── DOCUMENT TEXT

Hyperbolic Functions (Further Pure Mathematics 2, Section 2.1)
Hey there! Welcome to the world of Hyperbolic Functions. Don't worry if the name sounds intimidating; these functions are simply partners to the trigonometric (circular) functions you already know (sin, cos, tan), but defined using the exponential function \(e^x\). They are essential in physics, engineering (especially modeling hanging cables—the famous catenary curve!), and integration methods in Further Maths.
In this chapter, we will master their definitions, identities, graphs, and the powerful logarithmic forms of their inverses.
1. Definitions of Hyperbolic Functions
The hyperbolic functions are built directly from the exponential functions \(e^x\) and \(e^{-x}\).
a) The Core Definitions: \(\cosh x\) and \(\sinh x\)
The two fundamental hyperbolic functions are hyperbolic cosine (\(\cosh x\), pronounced cosh) and hyperbolic sine (\(\sinh x\), pronounced shine or sinh).
1. Hyperbolic Cosine (\(\cosh x\)):
The definition of \(\cosh x\) is the average of \(e^x\) and \(e^{-x}\). \[ \cosh x = \frac{e^x + e^{-x}}{2} \]
Memory Aid: Since \(\cos x\) is an Even function, \(\cosh x\) is also an Even function. The formula uses the plus sign, making it symmetric about the y-axis.
2. Hyperbolic Sine (\(\sinh x\)):
The definition of \(\sinh x\) is half the difference between \(e^x\) and \(e^{-x}\). \[ \sinh x = \frac{e^x - e^{-x}}{2} \]
Memory Aid: Since \(\sin x\) is an Odd function, \(\sinh x\) is also an Odd function. The formula uses the minus sign, making it symmetric about the origin.
b) Other Hyperbolic Functions
Just like standard trig, the other four hyperbolic functions are defined based on the relationship between \(\sinh x\) and \(\cosh x\):
- Hyperbolic Tangent: \(\tanh x = \frac{\sinh x}{\cosh x} = \frac{e^x - e^{-x}}{e^x + e^{-x}}\)
- Hyperbolic Cotangent: \(\text{coth } x = \frac{1}{\tanh x} = \frac{\cosh x}{\sinh x}\)
- Hyperbolic Secant: \(\text{sech } x = \frac{1}{\cosh x} = \frac{2}{e^x + e^{-x}}\)
- Hyperbolic Cosecant: \(\text{cosech } x = \frac{1}{\sinh x} = \frac{2}{e^x - e^{-x}}\)
\(\cosh x = \frac{e^x + e^{-x}}{2}\)
\(\sinh x = \frac{e^x - e^{-x}}{2}\)

────
── DATA SUPPLIED

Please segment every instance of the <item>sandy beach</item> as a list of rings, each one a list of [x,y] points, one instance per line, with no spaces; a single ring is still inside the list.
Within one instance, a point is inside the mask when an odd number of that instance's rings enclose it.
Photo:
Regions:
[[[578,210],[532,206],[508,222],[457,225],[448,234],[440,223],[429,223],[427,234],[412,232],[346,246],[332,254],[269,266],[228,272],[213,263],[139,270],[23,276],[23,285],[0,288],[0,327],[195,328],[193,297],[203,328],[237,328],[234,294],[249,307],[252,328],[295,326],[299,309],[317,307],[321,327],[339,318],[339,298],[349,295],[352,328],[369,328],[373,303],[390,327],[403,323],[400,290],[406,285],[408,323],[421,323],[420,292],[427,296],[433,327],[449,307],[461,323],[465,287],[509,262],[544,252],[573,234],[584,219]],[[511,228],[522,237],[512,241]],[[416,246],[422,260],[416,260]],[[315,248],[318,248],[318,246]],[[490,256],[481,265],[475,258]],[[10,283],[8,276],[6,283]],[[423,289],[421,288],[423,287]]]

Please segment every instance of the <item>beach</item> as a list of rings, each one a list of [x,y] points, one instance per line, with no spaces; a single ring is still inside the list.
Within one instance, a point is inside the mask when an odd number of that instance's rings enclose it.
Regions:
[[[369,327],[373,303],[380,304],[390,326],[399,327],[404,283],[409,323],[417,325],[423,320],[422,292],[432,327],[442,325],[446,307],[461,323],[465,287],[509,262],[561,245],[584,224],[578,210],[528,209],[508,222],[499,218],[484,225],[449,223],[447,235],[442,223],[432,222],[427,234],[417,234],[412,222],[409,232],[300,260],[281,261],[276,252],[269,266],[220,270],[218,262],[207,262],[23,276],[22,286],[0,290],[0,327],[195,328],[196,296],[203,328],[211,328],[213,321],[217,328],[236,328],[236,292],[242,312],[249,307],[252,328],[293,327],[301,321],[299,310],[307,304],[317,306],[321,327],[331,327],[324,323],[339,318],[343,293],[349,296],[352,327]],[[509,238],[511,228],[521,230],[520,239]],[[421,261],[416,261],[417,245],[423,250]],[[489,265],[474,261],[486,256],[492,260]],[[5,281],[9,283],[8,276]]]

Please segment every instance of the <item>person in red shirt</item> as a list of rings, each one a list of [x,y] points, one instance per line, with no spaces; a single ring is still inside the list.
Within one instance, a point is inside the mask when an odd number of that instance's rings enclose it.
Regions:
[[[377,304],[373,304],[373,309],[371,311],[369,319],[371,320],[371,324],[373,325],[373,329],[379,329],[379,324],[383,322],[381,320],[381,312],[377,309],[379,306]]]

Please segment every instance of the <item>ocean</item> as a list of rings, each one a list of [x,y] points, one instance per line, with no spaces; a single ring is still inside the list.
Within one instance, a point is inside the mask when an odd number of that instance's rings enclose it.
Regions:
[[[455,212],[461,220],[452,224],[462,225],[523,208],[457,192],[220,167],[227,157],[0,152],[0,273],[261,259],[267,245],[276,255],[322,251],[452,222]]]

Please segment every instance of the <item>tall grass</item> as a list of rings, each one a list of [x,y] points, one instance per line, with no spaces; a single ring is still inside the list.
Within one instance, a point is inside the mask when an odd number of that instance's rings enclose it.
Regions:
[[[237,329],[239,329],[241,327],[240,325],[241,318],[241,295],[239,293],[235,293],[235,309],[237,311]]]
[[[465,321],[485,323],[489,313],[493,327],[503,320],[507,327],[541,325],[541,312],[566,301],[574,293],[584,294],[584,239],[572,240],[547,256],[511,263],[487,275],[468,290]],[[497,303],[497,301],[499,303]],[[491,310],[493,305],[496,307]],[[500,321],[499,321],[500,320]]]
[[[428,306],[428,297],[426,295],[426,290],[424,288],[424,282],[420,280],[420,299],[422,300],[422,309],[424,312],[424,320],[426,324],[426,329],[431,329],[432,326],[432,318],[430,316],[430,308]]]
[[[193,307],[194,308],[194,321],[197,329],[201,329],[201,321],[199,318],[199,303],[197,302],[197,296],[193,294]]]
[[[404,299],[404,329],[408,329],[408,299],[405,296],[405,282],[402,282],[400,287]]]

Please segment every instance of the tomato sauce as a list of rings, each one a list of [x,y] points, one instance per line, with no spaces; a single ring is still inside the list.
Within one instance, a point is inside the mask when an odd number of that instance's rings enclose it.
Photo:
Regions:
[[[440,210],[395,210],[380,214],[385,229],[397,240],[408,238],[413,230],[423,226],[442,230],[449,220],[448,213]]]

────
── DATA SUPPLIED

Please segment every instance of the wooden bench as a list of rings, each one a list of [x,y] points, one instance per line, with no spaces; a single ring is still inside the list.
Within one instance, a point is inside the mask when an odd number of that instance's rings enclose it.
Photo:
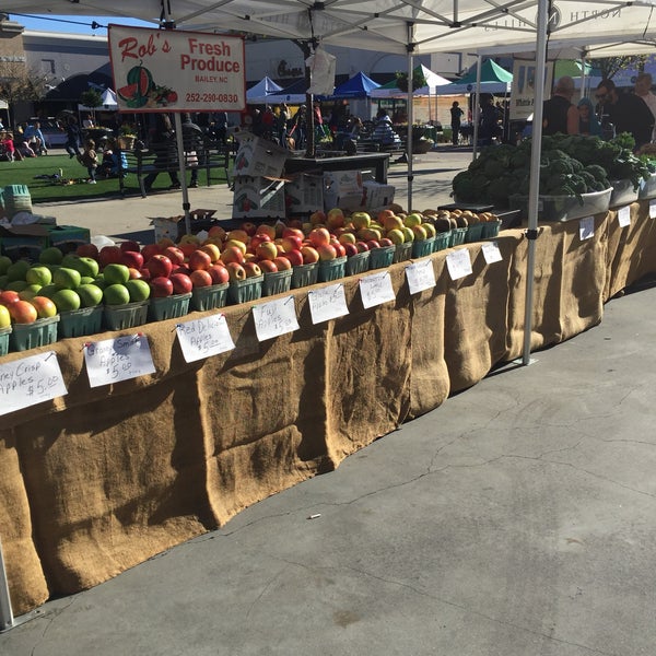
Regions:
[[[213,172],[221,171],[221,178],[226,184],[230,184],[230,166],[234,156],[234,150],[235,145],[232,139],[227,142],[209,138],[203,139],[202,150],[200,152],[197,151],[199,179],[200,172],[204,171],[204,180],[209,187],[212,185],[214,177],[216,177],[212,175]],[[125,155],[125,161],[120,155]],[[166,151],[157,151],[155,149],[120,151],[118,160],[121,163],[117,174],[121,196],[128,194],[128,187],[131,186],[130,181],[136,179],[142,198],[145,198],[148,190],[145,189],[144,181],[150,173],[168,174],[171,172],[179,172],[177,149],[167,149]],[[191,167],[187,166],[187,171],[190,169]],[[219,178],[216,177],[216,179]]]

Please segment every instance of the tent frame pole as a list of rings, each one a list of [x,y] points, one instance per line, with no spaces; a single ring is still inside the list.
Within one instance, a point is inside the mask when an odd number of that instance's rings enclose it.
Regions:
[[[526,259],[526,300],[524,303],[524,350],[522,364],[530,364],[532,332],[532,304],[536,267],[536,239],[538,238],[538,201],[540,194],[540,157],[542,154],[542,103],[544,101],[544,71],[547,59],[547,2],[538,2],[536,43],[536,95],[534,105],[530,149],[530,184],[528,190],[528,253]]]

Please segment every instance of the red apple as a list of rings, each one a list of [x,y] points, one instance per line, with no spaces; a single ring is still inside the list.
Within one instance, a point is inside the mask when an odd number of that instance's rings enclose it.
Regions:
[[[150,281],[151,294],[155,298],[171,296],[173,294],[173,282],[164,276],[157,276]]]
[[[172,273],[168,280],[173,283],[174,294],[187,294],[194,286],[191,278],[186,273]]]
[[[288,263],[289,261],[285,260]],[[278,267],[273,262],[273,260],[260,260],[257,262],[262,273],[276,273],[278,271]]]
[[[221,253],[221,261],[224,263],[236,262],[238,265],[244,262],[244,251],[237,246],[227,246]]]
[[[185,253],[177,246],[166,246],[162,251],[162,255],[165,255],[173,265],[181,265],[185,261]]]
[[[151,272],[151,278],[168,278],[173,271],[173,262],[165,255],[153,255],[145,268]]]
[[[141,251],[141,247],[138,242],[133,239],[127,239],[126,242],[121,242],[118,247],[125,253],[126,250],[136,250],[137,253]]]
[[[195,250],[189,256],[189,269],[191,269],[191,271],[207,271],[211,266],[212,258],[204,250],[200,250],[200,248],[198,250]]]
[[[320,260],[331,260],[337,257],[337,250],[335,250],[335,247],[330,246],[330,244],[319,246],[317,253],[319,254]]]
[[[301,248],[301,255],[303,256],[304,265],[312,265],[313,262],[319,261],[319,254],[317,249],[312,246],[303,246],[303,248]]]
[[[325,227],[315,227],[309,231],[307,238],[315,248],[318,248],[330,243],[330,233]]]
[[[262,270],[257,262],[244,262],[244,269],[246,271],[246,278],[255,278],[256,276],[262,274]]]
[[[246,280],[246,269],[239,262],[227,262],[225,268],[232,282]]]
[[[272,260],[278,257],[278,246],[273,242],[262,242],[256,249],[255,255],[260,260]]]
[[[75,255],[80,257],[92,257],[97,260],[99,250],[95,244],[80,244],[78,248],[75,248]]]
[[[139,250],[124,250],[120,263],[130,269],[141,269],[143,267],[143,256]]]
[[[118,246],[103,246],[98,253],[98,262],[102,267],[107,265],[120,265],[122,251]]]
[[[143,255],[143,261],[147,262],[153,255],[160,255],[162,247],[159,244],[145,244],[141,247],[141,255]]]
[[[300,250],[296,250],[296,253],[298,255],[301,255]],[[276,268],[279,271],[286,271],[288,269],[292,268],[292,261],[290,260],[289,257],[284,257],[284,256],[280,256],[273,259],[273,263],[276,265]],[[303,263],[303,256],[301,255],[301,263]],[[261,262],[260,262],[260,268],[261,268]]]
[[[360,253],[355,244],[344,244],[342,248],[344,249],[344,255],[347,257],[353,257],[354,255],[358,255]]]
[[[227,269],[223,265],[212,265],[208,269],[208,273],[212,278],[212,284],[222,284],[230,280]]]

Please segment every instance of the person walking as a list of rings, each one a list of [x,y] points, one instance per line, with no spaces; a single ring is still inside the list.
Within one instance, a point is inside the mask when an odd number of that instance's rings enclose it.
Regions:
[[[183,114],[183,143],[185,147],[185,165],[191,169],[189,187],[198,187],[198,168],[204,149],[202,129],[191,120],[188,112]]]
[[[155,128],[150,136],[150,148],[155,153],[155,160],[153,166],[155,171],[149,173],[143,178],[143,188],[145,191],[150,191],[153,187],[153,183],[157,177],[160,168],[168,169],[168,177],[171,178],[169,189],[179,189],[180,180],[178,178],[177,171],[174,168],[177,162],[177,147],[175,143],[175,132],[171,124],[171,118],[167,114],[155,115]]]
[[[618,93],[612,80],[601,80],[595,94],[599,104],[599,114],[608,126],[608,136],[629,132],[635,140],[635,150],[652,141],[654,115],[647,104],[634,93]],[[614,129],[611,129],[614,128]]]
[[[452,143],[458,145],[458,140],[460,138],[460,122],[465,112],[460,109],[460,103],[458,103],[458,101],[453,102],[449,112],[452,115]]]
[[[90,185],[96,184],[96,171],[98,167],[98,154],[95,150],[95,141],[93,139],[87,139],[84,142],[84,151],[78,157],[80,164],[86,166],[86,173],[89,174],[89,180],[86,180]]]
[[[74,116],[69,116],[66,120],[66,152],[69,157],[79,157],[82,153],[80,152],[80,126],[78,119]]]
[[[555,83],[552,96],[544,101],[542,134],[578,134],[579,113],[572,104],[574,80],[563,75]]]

────
── DATA SUPPLIED

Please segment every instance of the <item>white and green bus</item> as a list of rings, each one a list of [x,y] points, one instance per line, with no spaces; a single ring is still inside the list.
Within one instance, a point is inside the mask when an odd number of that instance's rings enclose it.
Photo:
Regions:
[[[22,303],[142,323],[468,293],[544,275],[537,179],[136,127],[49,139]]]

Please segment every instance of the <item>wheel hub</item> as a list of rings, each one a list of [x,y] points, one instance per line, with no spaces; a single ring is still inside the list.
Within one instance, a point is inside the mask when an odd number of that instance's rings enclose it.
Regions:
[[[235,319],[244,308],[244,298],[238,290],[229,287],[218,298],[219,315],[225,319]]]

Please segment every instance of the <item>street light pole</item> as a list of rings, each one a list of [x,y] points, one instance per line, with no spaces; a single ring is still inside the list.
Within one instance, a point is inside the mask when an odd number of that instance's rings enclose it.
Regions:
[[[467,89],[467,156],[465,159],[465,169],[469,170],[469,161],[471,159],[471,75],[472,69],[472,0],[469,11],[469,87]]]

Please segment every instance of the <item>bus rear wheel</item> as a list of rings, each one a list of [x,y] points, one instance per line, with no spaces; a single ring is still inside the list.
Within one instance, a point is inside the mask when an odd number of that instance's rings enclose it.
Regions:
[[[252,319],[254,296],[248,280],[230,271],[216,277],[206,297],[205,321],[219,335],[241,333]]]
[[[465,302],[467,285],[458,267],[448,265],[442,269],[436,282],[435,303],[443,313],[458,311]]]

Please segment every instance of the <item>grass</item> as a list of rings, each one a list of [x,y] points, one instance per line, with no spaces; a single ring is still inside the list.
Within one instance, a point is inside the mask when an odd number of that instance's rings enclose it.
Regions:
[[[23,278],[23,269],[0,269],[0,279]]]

────

TO BE DONE —
A) According to the text on hyperbolic functions, how is sinh x pronounced?
B) How many lines of the records contain the word "person"? Reply with the number alone.
The text on hyperbolic functions has no connection to the records.

SOLUTION SET —
A) It is pronounced shine or sinh.

B) 2